* [Problem statement]
Every line from the one with "Where can you find the cappuccino" to the one with "Where can you find the fingernail?", including those two, is to be copied exactly; all other lines of the entries below are left out.

* [Exercise inputs]

※ ※ ※

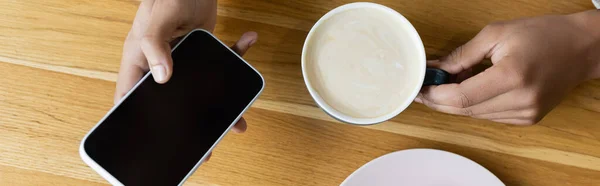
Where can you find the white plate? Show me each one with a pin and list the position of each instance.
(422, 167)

※ ※ ※

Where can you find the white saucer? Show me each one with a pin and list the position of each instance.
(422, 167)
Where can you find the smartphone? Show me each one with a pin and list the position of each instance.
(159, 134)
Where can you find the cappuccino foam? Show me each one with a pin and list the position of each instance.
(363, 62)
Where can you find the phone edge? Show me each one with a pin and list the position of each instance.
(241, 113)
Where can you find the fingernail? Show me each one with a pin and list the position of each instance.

※ ※ ※

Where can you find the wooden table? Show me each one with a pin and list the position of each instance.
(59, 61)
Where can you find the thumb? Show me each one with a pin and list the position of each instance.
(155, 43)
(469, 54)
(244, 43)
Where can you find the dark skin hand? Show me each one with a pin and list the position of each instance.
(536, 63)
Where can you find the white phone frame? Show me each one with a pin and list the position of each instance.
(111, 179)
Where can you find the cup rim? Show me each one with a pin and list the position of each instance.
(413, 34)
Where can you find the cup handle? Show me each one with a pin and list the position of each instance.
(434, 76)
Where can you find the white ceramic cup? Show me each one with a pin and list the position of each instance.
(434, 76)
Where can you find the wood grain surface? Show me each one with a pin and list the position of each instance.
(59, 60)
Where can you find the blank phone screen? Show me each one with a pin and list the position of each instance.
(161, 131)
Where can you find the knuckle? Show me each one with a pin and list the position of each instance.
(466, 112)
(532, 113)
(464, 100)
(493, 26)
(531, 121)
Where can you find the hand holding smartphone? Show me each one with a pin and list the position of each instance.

※ ※ ※

* [Response below]
Where can you find the cappuccino foam? Show me each one with a pin and list the position of each instance.
(363, 62)
Where can you find the phone edge? Show me each one with a pin and list the position of each instance.
(241, 113)
Where can you find the fingernail? Show me each one with a pin and list the position of each instance.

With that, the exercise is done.